Exercise aim. Give the entries back exactly, dropping each image.
* begin *
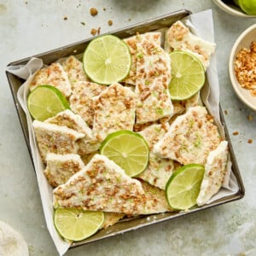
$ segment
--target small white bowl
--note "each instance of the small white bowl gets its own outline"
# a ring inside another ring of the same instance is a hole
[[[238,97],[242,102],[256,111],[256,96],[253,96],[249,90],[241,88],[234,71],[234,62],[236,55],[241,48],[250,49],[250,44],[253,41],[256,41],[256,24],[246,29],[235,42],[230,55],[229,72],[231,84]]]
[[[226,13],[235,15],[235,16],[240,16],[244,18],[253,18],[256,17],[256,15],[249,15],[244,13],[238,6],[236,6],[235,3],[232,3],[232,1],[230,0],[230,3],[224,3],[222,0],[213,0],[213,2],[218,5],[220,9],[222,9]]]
* end *
Result.
$ segment
--target small white bowl
--note "each instance of the small white bowl gets its own outline"
# a ring inside another ring of the same instance is a hole
[[[238,97],[242,102],[256,111],[256,96],[253,96],[249,90],[241,88],[234,71],[234,62],[236,55],[241,48],[250,49],[250,44],[253,41],[256,41],[256,24],[246,29],[235,42],[230,55],[229,72],[231,84]]]
[[[226,13],[235,15],[235,16],[240,16],[244,18],[253,18],[256,17],[256,15],[249,15],[244,13],[238,6],[236,6],[235,3],[232,3],[232,1],[230,0],[230,3],[224,3],[222,0],[213,0],[213,2],[218,5],[220,9],[222,9]]]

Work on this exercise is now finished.